Odin Symbol: Best Viking Symbols that call up Odin's supreme power
In Norse mythology, Odin was the supreme god who used his power to rule over Asgard the land of Norse gods. Most of the time, Odin travelled far from his Asgard in a disguise of an old man to gain more knowledge. With the places he had been and the experience he had been through, Odin had for himself many divine Viking symbols.
1. Valknut the Welcome of Odin
Valknut was the symbol of three interlocking triangles pointing upwards. Though this symbol appeared many times in ancient depictions, the name "Valknut" has just been coined in later centuries. To the belief of the Norsemen, Valknut symbol was the welcoming gesture of Odin offering to the fallen warriors. Odin welcomed to come and live in Valhalla the Golden Hall of the fallen in Asgard.
Ancient depiction of Valknut symbol on a stone found in Sweden
Valknut symbol presenting the names of Nine Worlds
The modern interpretation has stretched the meaning of Valknut beyond Odin's welcome. It not only presents Odin's power but also the power of the holy number Three (See more: Divine Numbers in Norse Myth). It symbolizes three basic elements of the worlds (air, fire, and earth); three phases of life (infancy, growth, and death); three stages of the cosmos (creation, conservation, and destruction); three things of humanity connection (mind, body, and spirit); etc. Many pieces of Viking jewelry root their inspiration in the Viking Valknut symbol.
2. A pair of wolves
In Ragnarok, Fenrir was set to slay Odin. But the pair of wolves in Norse mythology was a symbol of Odin. Odin raised a pair of wolves named as Freki and Geri as his constant companions. Anywhere Odin went, the pair would accompany him. Odin even gave them all of his food.
Odin and his pair of wolves
The meaning of wolves is somehow complicated as this animal suffers the most controversies in myth. To put it simply, wolf captures the spirit of a warrior: a daring mind, a brave heart full of energy, the unbreakable loyalty to his pack and family, and a burning desire to set himself free from any chain. (See more: Double Wolf Head Viking Jewelry of Odin's Offspring)
3. A pair of ravens
Like wolves, ravens were also the constant companions of Odin. The trio (Valknut symbol, wolves, and ravens) often appeared together to symbolize Odin's presence.

**REQUEST 1**
Return each line in the entries below that contains the string "wooden".

**DATA ENTRIES**

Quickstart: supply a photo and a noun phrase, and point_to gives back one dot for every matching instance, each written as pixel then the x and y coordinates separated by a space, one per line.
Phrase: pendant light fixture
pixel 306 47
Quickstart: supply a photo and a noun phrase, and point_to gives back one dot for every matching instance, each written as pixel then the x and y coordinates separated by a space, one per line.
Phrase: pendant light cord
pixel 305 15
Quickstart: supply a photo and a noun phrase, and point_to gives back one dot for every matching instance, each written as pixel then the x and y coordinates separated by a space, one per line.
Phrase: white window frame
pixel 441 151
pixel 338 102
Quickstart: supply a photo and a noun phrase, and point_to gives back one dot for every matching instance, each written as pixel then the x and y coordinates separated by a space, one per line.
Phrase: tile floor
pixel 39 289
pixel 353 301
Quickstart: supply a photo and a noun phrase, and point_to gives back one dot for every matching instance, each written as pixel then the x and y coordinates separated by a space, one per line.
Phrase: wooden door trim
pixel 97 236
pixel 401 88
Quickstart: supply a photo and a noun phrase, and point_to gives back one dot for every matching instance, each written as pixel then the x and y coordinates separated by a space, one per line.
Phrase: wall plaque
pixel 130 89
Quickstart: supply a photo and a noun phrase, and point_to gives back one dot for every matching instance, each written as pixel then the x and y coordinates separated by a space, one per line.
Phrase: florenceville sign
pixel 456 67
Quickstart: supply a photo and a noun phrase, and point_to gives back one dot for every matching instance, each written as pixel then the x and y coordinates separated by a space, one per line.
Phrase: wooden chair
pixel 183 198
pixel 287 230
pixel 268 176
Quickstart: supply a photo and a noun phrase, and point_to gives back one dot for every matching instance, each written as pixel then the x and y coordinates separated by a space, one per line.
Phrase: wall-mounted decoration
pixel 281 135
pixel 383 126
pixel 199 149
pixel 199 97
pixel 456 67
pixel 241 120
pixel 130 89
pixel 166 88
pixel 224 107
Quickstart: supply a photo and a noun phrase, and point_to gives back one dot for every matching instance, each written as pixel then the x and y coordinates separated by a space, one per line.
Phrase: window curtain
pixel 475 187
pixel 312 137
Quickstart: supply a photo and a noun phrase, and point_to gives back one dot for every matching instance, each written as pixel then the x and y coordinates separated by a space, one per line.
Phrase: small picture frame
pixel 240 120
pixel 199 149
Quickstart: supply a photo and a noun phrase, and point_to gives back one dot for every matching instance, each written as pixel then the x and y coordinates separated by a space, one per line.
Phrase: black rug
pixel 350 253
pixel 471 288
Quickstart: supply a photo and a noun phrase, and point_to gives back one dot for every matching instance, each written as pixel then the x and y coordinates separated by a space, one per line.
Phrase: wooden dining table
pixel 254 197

**REQUEST 2**
In the article on Odin symbols above, what names did Odin give to the pair of wolves he raised?

**EXPECTED ANSWER 1**
Phrase: wooden door trim
Phrase: wooden chair
Phrase: wooden dining table

**EXPECTED ANSWER 2**
Freki and Geri.